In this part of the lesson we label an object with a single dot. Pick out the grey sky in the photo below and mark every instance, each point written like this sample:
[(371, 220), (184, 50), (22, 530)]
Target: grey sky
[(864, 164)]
☆ ☆ ☆ ☆
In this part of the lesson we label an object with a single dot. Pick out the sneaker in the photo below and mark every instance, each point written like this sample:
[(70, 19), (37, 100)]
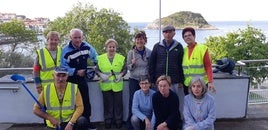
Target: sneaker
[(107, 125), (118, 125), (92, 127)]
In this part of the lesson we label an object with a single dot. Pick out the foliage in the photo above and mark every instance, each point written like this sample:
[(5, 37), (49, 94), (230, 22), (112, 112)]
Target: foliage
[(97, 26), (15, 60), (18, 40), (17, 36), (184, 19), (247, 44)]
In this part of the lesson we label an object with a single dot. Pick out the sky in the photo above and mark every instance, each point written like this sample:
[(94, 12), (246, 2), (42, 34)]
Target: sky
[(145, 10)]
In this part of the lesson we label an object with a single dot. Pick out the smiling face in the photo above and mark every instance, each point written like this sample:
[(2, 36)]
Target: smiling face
☆ ☆ ☆ ☆
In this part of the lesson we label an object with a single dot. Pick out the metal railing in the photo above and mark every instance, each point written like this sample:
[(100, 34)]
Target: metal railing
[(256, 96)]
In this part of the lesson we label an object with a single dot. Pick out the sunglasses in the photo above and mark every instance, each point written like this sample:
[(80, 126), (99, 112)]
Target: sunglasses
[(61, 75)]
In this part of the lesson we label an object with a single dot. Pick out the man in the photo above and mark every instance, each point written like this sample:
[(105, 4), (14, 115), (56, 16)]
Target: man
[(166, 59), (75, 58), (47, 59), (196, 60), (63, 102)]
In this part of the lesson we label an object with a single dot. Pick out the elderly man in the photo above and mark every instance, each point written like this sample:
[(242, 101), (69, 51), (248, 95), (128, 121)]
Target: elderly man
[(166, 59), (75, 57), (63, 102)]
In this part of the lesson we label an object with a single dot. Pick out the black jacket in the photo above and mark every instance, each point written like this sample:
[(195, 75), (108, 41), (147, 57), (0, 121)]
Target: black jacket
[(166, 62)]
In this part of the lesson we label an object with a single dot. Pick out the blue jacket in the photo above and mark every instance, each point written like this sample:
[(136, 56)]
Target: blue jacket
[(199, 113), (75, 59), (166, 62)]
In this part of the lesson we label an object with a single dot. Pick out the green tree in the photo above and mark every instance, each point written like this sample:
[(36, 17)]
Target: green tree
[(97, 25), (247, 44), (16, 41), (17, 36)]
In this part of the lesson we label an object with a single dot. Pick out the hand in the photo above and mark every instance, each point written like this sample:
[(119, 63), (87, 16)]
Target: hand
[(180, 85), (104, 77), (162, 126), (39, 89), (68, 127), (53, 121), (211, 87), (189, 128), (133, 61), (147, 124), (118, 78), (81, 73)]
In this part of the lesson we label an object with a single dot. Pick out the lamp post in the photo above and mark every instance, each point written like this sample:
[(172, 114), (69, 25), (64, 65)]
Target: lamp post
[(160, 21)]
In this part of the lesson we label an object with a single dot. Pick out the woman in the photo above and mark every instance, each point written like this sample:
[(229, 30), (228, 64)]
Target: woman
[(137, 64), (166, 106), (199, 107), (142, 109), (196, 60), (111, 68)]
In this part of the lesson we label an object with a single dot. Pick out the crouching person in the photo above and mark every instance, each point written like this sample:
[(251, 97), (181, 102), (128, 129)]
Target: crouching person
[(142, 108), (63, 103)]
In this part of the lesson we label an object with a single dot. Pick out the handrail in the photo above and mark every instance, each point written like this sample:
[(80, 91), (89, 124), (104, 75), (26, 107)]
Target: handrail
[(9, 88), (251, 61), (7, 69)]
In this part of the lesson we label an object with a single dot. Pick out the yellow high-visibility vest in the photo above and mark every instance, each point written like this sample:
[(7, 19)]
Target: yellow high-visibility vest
☆ ☆ ☆ ☆
## [The problem]
Both end lines included, restate word for word the lines above from the line with "[(136, 56)]" to the line with "[(119, 63), (87, 16)]", and nothing else.

## [Solution to the problem]
[(136, 56)]
Target: blue jacket
[(199, 113), (75, 59), (166, 62)]
In this part of the lesson we label an object with a single dot. Pick out the green tree in the photo above and mark every instance, each point written like this sample:
[(36, 17)]
Target: green tree
[(97, 25), (247, 44), (16, 41), (17, 36)]
In this part of the lesson we label an object with a single dot. Pick out the hand in the photo above and mark every instance, each point written like this sample:
[(119, 63), (87, 16)]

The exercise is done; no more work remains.